───── Kutipan Sumber ─────
Laporan Wartawan Tribunnews.com, Mikael Dafit Adi Prasetyo
TRIBUNNEWS.COM, KOLOMBO – Mantan presiden Sri Lanka, Gotabaya Rajapaksa akan kembali ke negara asalnya pada awal September mendatang.
Sebuah sumber mengatakan bahwa kepulangan Gotabaya Rajapaksa ke Sri Lanka terkait dengan biaya tinggalnya di Thailand.
Sebelumnya, Rajapaksa telah melarikan diri dari Sri Lanka pada 13 Juli setelah protes besar-besaran melanda Kolombo dan para demonstran yang marah dengan kehancuran ekonomi negara itu menyerbu kediaman dan kantor resminya.
Rajapaksa mengundurkan diri sebagai presiden Sri Lanka setelah tiba di Singapura. Kemudian, pada awal bulan Agustus dia memutuskan pindah ke Thailand.
───── Entri Kumpulan Data ─────
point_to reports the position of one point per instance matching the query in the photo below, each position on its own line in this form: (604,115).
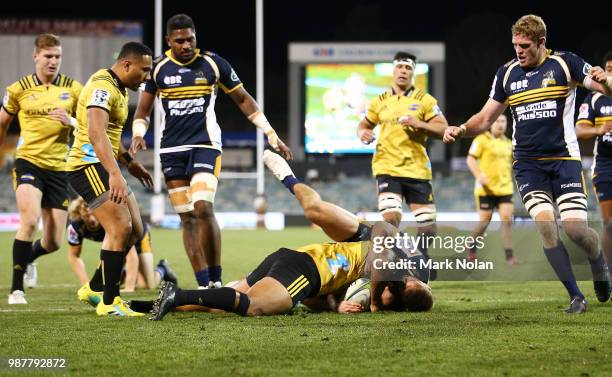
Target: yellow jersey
(339,263)
(494,155)
(105,91)
(400,151)
(43,140)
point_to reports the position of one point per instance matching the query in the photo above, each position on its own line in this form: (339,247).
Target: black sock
(112,262)
(21,255)
(96,283)
(37,251)
(223,298)
(560,262)
(141,306)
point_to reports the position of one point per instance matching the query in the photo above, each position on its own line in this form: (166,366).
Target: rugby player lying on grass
(287,277)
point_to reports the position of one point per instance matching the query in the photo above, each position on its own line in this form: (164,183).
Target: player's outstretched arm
(251,110)
(141,121)
(478,123)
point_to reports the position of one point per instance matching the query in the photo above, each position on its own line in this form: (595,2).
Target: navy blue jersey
(187,92)
(595,111)
(542,103)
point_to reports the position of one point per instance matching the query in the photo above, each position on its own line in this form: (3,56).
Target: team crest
(549,79)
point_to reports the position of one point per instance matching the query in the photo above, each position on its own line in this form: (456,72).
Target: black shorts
(417,191)
(490,202)
(53,184)
(296,271)
(91,182)
(183,165)
(363,233)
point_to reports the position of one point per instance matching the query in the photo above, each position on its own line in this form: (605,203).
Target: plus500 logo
(186,106)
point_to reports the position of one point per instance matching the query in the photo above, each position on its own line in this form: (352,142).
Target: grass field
(474,329)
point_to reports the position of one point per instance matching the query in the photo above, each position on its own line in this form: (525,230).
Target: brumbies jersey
(400,152)
(103,90)
(43,140)
(597,111)
(542,104)
(339,263)
(187,92)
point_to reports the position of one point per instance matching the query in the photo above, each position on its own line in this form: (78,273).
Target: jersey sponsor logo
(549,79)
(207,166)
(538,110)
(571,185)
(517,85)
(27,177)
(100,97)
(186,106)
(606,110)
(90,153)
(171,80)
(583,112)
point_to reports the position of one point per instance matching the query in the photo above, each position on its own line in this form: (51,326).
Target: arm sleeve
(476,148)
(10,103)
(586,113)
(430,108)
(372,113)
(228,79)
(497,88)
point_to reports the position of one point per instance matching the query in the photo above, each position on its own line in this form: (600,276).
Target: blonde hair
(531,26)
(45,41)
(74,209)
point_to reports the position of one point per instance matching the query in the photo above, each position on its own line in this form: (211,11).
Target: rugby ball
(359,292)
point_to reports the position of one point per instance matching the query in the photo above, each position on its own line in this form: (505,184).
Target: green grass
(474,329)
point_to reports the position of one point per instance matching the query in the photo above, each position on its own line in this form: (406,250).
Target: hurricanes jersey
(103,90)
(400,152)
(187,93)
(597,111)
(339,263)
(494,155)
(43,140)
(542,103)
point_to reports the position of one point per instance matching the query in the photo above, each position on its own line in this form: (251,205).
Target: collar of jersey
(38,81)
(195,56)
(406,93)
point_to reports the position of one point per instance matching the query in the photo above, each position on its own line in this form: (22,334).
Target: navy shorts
(183,165)
(556,177)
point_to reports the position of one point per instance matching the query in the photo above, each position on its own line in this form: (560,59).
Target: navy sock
(289,182)
(37,251)
(161,271)
(202,277)
(215,273)
(222,298)
(112,262)
(559,260)
(598,268)
(21,256)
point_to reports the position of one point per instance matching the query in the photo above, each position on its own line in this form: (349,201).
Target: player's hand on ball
(451,134)
(365,135)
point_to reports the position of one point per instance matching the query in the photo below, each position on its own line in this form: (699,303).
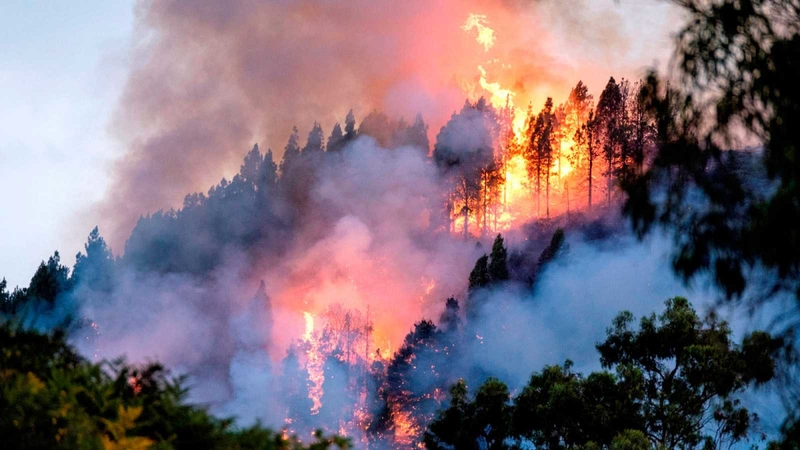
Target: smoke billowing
(209,78)
(357,230)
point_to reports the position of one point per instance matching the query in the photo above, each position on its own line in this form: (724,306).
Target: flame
(315,363)
(485,35)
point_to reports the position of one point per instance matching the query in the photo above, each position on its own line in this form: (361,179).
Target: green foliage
(52,398)
(49,281)
(741,60)
(689,371)
(674,384)
(478,423)
(479,277)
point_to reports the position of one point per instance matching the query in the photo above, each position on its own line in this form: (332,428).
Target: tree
(498,267)
(481,423)
(690,373)
(553,250)
(479,277)
(449,321)
(53,398)
(95,269)
(417,135)
(464,147)
(737,64)
(412,375)
(291,153)
(349,127)
(609,119)
(336,140)
(49,281)
(674,384)
(315,141)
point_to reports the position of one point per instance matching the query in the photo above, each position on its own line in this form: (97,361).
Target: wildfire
(315,363)
(485,35)
(529,182)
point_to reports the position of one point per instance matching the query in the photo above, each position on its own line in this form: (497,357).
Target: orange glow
(485,35)
(315,363)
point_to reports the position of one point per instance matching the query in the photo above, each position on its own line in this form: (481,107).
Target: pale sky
(63,65)
(62,68)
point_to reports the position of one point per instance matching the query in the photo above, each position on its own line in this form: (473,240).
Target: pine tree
(479,277)
(95,269)
(291,152)
(315,141)
(498,266)
(336,140)
(350,127)
(449,321)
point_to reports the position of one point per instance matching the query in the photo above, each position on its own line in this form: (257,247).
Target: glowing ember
(315,363)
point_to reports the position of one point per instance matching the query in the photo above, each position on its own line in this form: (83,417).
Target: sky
(63,68)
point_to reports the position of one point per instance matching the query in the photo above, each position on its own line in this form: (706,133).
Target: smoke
(208,78)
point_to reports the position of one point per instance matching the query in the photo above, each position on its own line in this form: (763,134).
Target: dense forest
(496,202)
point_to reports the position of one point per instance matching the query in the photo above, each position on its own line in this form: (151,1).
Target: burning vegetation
(394,268)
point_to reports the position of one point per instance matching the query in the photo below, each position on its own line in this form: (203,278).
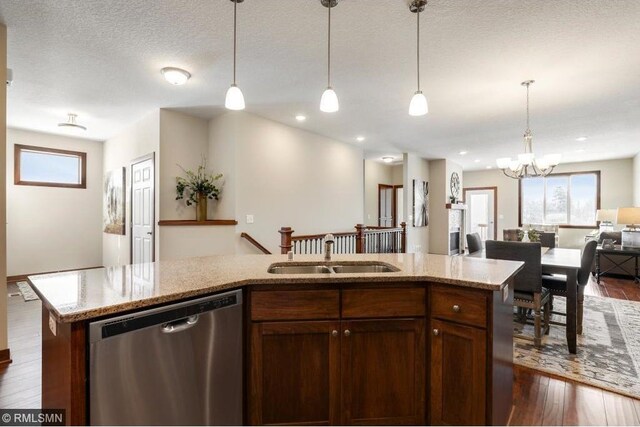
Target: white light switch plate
(52,325)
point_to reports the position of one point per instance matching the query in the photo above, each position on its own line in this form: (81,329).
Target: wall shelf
(188,222)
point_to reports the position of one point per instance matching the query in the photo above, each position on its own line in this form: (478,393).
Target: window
(568,200)
(49,167)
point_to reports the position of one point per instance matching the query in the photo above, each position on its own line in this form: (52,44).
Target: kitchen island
(427,343)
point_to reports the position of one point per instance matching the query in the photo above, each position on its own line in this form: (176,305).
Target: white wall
(415,167)
(140,139)
(284,176)
(636,180)
(377,173)
(183,141)
(51,228)
(616,191)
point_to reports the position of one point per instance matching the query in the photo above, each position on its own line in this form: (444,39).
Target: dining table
(564,261)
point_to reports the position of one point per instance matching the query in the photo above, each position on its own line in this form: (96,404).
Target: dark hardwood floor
(539,399)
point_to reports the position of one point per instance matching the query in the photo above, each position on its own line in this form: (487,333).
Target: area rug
(27,293)
(608,350)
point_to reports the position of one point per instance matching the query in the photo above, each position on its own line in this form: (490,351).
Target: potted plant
(198,187)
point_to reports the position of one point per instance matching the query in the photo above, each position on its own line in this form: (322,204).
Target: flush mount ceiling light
(329,101)
(175,76)
(526,165)
(71,124)
(235,98)
(418,105)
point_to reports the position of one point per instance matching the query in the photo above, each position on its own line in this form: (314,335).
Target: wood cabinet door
(295,373)
(383,372)
(458,374)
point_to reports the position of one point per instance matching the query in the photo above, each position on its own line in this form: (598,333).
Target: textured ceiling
(101,60)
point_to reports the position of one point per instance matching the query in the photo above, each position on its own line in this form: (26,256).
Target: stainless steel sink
(299,269)
(331,269)
(364,268)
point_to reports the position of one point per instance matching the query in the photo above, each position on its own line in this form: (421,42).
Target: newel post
(361,239)
(285,239)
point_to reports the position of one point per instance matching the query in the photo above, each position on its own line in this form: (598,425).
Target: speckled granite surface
(86,294)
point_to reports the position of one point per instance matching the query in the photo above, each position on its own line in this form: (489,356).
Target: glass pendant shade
(329,101)
(234,99)
(418,105)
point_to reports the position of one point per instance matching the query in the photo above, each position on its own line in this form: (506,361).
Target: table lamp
(606,217)
(631,234)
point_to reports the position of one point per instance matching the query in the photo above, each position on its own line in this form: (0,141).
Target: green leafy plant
(195,185)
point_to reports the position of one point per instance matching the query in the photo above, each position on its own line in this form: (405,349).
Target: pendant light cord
(418,47)
(235,20)
(329,48)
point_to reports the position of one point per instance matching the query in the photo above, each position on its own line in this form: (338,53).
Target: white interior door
(142,211)
(481,213)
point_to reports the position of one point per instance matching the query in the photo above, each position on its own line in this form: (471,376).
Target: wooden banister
(255,243)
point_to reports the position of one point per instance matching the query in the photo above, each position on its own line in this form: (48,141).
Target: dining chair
(474,242)
(557,284)
(528,290)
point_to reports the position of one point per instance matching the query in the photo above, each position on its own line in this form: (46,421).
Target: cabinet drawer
(383,302)
(462,306)
(295,305)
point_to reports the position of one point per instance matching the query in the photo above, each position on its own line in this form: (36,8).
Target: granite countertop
(86,294)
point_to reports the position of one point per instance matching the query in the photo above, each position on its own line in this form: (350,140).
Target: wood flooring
(539,399)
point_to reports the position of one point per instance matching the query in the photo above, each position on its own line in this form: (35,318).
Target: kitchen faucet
(328,242)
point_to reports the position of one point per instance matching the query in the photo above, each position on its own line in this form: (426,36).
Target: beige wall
(636,180)
(3,195)
(616,191)
(51,228)
(138,140)
(284,176)
(415,167)
(377,173)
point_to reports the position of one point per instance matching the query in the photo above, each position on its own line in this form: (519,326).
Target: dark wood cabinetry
(458,374)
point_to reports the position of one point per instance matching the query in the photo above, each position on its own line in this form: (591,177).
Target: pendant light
(234,99)
(418,105)
(71,123)
(329,101)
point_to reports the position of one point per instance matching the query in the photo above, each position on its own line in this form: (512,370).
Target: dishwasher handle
(180,325)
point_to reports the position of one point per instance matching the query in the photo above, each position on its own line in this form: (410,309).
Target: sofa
(606,264)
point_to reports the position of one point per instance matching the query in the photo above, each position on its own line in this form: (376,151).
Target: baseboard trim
(23,277)
(5,357)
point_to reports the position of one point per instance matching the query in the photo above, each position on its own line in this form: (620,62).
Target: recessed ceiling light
(175,76)
(71,123)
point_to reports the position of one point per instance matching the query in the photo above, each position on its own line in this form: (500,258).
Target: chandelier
(526,165)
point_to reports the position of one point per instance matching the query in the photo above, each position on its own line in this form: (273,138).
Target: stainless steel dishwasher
(174,365)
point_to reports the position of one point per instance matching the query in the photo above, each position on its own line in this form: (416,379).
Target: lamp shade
(607,215)
(628,216)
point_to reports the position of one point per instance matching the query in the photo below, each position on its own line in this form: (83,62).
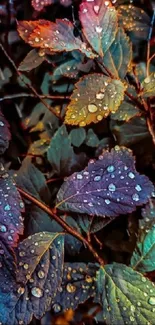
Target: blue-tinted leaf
(77,286)
(109,186)
(40,266)
(11,206)
(125,295)
(5,135)
(77,136)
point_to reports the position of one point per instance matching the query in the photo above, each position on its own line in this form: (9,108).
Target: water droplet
(37,292)
(41,274)
(21,290)
(135,197)
(56,308)
(151,301)
(3,228)
(131,175)
(138,188)
(97,178)
(111,187)
(110,168)
(79,176)
(92,108)
(70,288)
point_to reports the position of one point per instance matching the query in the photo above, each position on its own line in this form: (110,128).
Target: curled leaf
(93,99)
(109,186)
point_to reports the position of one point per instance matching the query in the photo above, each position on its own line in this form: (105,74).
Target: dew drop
(97,178)
(41,274)
(111,187)
(70,288)
(56,308)
(3,228)
(37,292)
(151,301)
(131,175)
(135,197)
(110,168)
(92,108)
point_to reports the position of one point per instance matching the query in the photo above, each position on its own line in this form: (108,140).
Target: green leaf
(118,58)
(92,139)
(99,24)
(125,295)
(148,86)
(94,98)
(31,61)
(77,136)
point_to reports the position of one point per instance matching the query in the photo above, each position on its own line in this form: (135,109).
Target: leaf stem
(61,222)
(21,95)
(27,85)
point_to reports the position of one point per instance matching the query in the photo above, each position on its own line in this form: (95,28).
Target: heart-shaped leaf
(93,99)
(99,23)
(39,276)
(125,295)
(5,134)
(11,221)
(109,186)
(54,37)
(118,58)
(78,285)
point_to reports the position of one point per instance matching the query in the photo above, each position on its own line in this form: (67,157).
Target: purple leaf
(5,135)
(109,186)
(11,206)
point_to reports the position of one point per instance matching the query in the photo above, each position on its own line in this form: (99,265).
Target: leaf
(40,266)
(92,139)
(143,257)
(56,37)
(32,60)
(77,286)
(134,20)
(119,56)
(148,86)
(11,206)
(60,153)
(93,99)
(125,295)
(130,133)
(109,186)
(5,134)
(77,136)
(99,24)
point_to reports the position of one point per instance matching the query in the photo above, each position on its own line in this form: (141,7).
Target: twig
(61,222)
(21,95)
(27,85)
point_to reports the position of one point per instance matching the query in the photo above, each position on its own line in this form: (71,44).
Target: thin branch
(21,95)
(61,222)
(27,85)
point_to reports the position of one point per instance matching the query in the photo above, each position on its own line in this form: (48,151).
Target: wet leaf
(60,153)
(118,58)
(94,97)
(5,134)
(109,186)
(77,136)
(40,266)
(99,23)
(148,86)
(77,286)
(31,61)
(125,295)
(56,37)
(11,206)
(134,20)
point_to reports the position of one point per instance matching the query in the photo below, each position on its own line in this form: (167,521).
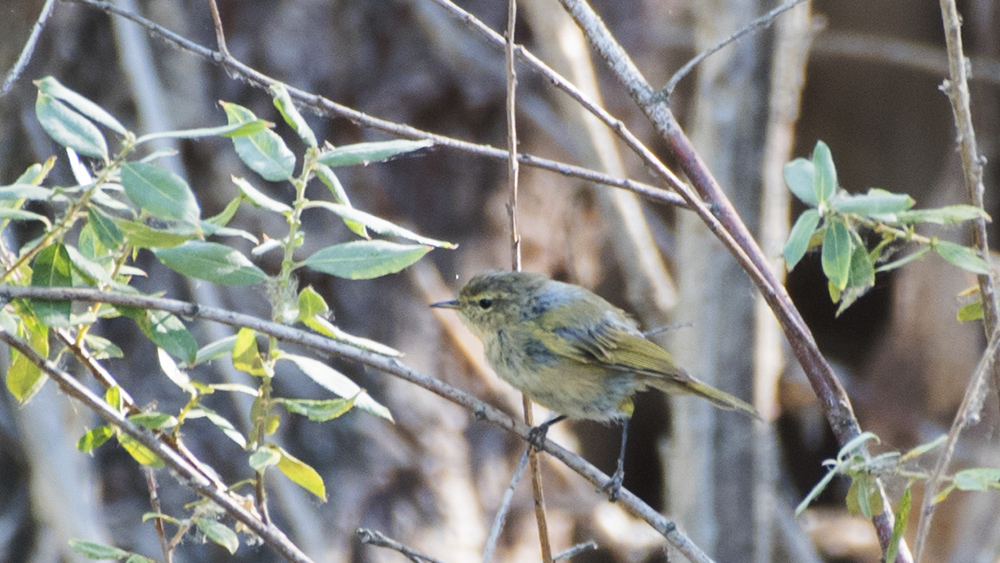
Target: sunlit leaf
(365,259)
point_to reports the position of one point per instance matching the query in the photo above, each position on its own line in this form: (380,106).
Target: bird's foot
(536,436)
(614,486)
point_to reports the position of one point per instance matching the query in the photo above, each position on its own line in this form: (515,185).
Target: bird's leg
(536,436)
(614,486)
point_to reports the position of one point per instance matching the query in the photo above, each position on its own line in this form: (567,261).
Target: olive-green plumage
(570,350)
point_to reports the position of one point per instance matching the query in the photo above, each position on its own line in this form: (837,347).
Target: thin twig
(968,413)
(392,366)
(508,496)
(154,503)
(220,35)
(328,107)
(726,224)
(187,473)
(378,539)
(757,24)
(537,490)
(29,48)
(576,550)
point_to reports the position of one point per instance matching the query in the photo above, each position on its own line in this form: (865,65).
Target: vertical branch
(793,36)
(957,89)
(515,248)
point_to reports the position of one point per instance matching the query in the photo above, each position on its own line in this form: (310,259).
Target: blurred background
(434,480)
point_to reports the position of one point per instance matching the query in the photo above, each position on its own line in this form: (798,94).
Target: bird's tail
(682,383)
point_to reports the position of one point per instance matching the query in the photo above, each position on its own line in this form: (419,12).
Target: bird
(572,352)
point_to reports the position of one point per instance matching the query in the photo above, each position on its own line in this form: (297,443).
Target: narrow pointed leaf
(836,256)
(160,192)
(211,261)
(875,202)
(264,152)
(70,129)
(94,550)
(93,439)
(365,259)
(218,533)
(799,178)
(54,88)
(258,199)
(293,118)
(798,238)
(52,268)
(327,176)
(825,177)
(962,256)
(380,225)
(302,474)
(337,383)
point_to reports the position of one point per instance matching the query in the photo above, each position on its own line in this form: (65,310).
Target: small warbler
(571,351)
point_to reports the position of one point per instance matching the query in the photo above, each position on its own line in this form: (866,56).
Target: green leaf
(904,260)
(246,356)
(899,527)
(962,256)
(140,235)
(378,224)
(364,153)
(337,383)
(264,457)
(215,350)
(258,199)
(139,452)
(264,152)
(31,192)
(94,439)
(365,259)
(825,177)
(211,261)
(837,250)
(311,303)
(323,326)
(231,130)
(94,550)
(220,422)
(154,420)
(971,312)
(160,192)
(102,348)
(70,129)
(218,533)
(318,410)
(978,479)
(105,228)
(875,202)
(860,279)
(798,238)
(293,118)
(799,178)
(54,88)
(301,474)
(22,215)
(51,268)
(327,176)
(950,215)
(169,333)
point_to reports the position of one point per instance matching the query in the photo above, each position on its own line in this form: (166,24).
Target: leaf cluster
(124,203)
(838,222)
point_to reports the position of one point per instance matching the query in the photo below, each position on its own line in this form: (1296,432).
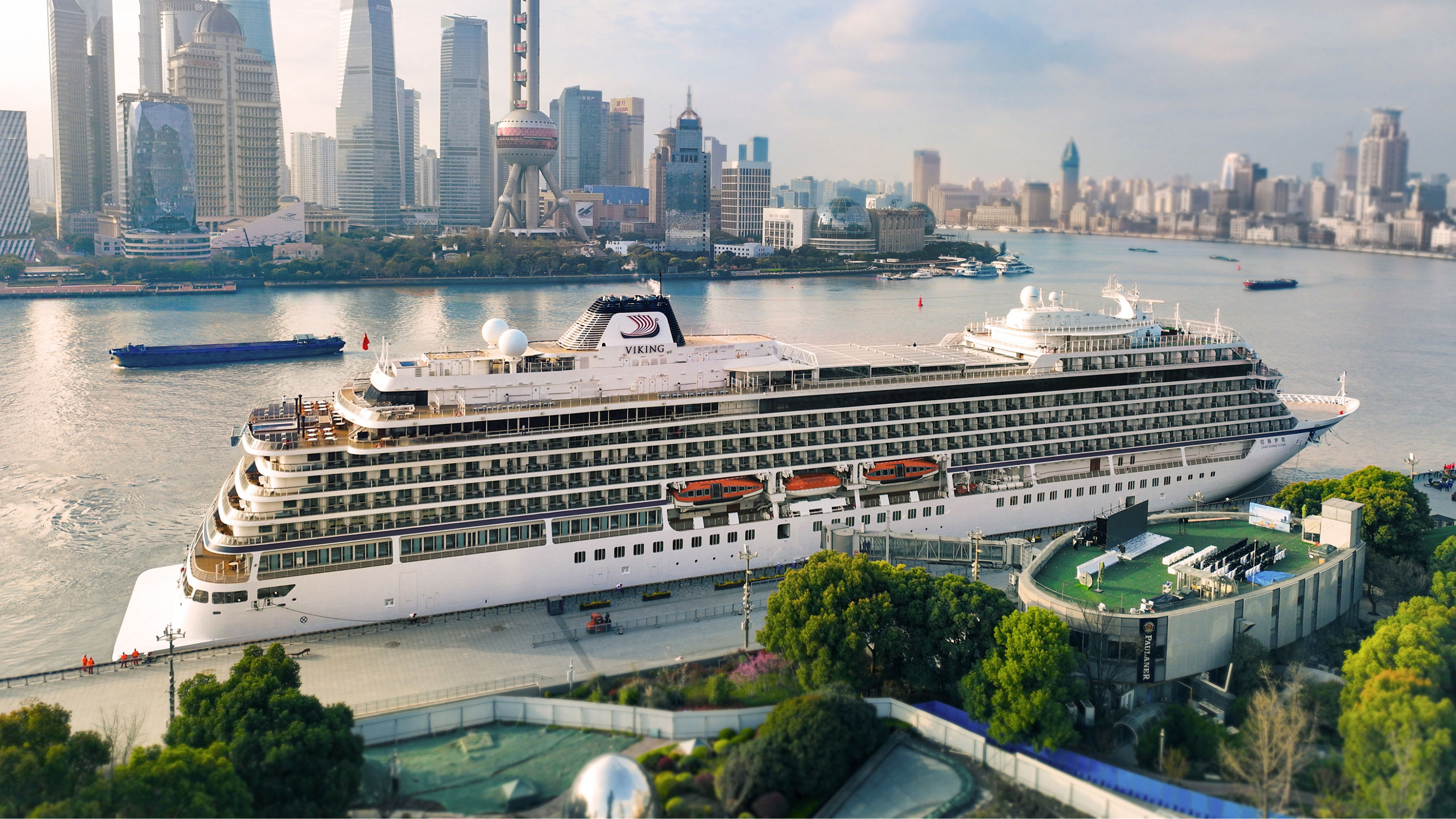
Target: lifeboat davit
(718,491)
(901,471)
(813,484)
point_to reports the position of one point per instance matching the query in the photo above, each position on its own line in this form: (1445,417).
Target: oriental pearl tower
(526,139)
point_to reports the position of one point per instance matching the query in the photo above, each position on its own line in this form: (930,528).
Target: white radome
(493,330)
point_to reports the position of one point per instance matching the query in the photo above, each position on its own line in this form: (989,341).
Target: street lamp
(747,594)
(171,636)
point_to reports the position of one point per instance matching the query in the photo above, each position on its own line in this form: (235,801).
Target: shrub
(772,805)
(718,690)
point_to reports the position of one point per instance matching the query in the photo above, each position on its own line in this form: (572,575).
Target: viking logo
(646,328)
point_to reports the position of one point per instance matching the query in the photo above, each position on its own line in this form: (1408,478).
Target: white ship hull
(456,584)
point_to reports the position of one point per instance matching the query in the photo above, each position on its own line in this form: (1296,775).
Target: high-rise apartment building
(43,183)
(315,168)
(1036,205)
(84,121)
(408,140)
(367,115)
(686,193)
(1346,168)
(466,167)
(580,120)
(925,174)
(717,154)
(625,135)
(15,175)
(1384,151)
(1070,181)
(744,195)
(427,174)
(233,95)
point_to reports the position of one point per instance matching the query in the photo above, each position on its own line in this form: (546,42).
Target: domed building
(842,226)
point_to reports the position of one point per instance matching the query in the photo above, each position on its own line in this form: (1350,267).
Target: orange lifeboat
(813,484)
(717,491)
(901,471)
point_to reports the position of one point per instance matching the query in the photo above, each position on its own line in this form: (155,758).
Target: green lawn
(1124,584)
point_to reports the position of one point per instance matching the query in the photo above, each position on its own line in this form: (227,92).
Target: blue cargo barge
(299,348)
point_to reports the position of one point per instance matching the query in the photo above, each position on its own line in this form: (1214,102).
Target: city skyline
(998,117)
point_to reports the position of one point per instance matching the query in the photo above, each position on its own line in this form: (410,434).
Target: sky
(851,89)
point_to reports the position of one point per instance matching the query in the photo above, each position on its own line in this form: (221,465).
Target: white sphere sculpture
(513,343)
(493,330)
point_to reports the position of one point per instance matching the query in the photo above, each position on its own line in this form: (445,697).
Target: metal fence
(623,626)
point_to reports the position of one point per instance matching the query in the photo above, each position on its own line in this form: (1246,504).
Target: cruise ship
(627,452)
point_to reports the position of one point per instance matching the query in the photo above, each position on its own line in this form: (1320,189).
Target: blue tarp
(1111,777)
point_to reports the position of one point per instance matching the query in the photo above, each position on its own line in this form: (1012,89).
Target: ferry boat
(448,481)
(1011,264)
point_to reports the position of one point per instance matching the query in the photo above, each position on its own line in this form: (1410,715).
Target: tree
(43,761)
(1273,747)
(1400,742)
(164,781)
(1395,512)
(1023,687)
(297,757)
(1420,636)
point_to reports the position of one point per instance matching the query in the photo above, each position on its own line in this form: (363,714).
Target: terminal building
(1164,602)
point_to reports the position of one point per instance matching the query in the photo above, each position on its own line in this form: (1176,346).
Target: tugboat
─────
*Daftar Pertanyaan:*
1. Jawab pertanyaan berikut berdasarkan berita tentang Gotabaya Rajapaksa.
(a) Pada tanggal berapa Rajapaksa melarikan diri dari Sri Lanka?
(b) Di negara mana Rajapaksa mengundurkan diri sebagai presiden Sri Lanka?
(c) Kapan Rajapaksa akan kembali ke negara asalnya?
2. Tolong salin persis bagian berita tentang Gotabaya Rajapaksa, mulai dari "Laporan Wartawan Tribunnews.com, Mikael" dan berakhir pada "awal September mendatang.".
3. Lanjutkan berita tentang Gotabaya Rajapaksa setelah kalimat terakhirnya.
Data tidak berperan dalam hal ini.

*Jawaban per Tugas:*
1.
(a) 13 Juli
(b) Singapura
(c) Awal September mendatang

2.
Laporan Wartawan Tribunnews.com, Mikael Dafit Adi Prasetyo
TRIBUNNEWS.COM, KOLOMBO – Mantan presiden Sri Lanka, Gotabaya Rajapaksa akan kembali ke negara asalnya pada awal September mendatang.

3.
Baca juga: Semalam, Mantan Presiden Sri Lanka Gotabaya Rajapaksa Tiba di Thailand Usai Tinggal ke Singapura
Media Sri Lanka telah melaporkan bahwa Rajapaksa bisa kembali pada hari Rabu (24/8), tetapi sumber lain mengatakan, kedatangannya telah ditunda karena pembicaraan berlanjut antara penguasa Sri Lanka Podujana Peramuna (SLPP) dan pemerintah mengenai keamanannya dan masalah lainnya.
"Dia pasti ingin kembali. Tapi keamanan adalah masalah utama dan intelijen telah menyarankan agar dia menunda kepulangannya," kata pejabat pemerintah Sri Lanka yang dikutip oleh Channel News Asia, Rabu (24/8/2022).
"Dia mungkin dapat kembali dalam dua minggu mendatang atau bahkan sebelum itu, jika pengamanan untuk keselamatannya dapat dijalankan." imbuhnya.
Sementara itu, sumber lain mengatakan bahwa tingginya biaya tinggal di Thailand merupakan faktor yang mendorong kepulangan Rajapaksa.
“Tagihannya sekarang telah mencapai beberapa ratus juta rupee karena sudah termasuk biaya untuk jet pribadi, suite presiden dan keamanan sepanjang waktu,” kata sumber itu.
Biaya tersebut sebagian besar ditanggung oleh beberapa pendukungnya.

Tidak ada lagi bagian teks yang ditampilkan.